[About this task] Look through the material for lines with the word "foliage", and copy each one.

[Task input]

[Start of section]

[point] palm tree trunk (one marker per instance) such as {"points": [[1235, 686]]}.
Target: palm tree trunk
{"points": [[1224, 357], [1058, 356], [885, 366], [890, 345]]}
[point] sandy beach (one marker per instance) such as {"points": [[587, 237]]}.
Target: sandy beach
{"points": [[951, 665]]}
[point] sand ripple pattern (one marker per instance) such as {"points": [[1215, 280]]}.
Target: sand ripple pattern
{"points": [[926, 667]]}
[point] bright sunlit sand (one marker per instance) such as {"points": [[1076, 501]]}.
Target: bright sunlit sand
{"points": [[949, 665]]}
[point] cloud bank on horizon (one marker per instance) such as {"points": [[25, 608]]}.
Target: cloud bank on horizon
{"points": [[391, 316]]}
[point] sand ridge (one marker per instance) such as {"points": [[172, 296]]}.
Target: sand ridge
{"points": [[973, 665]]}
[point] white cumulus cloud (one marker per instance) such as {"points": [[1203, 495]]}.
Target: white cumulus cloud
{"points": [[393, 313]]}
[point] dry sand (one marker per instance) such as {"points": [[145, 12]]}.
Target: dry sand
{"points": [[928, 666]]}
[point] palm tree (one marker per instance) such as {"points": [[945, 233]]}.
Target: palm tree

[End of section]
[Start of section]

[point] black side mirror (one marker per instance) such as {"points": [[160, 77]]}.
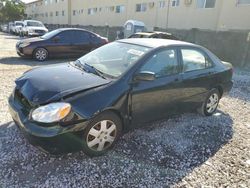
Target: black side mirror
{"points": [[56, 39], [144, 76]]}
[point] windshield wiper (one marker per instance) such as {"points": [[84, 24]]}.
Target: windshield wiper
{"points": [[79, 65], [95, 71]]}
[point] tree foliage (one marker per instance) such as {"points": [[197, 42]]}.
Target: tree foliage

[End of section]
[Start of section]

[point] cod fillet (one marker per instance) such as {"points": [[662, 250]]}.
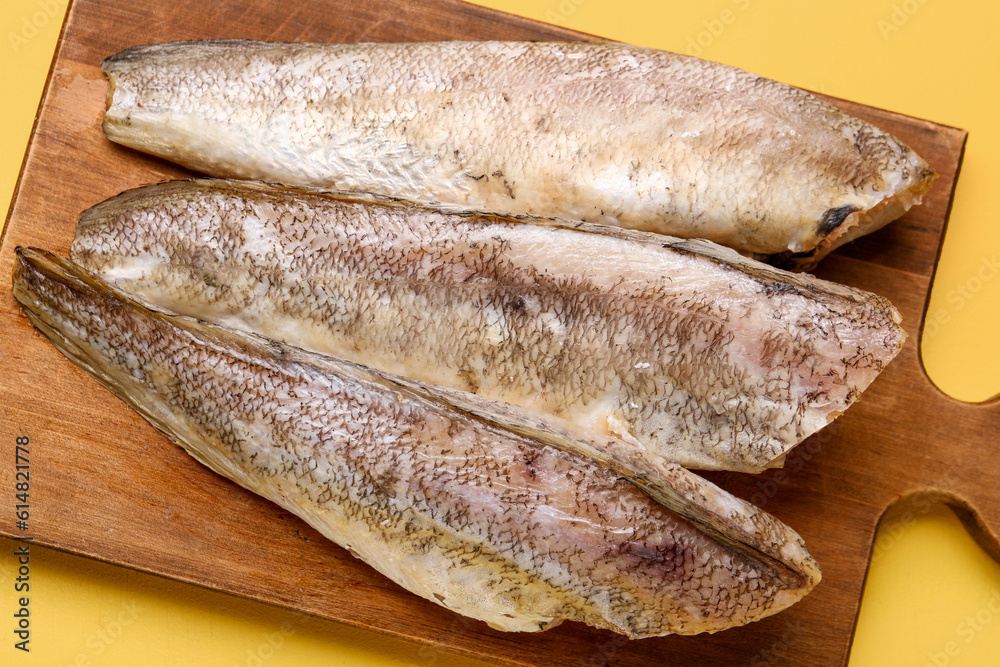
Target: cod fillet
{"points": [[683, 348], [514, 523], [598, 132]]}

[End of section]

[Written reply]
[point] tree foliage (one marker per instance) such as {"points": [[197, 42]]}.
Target: tree foliage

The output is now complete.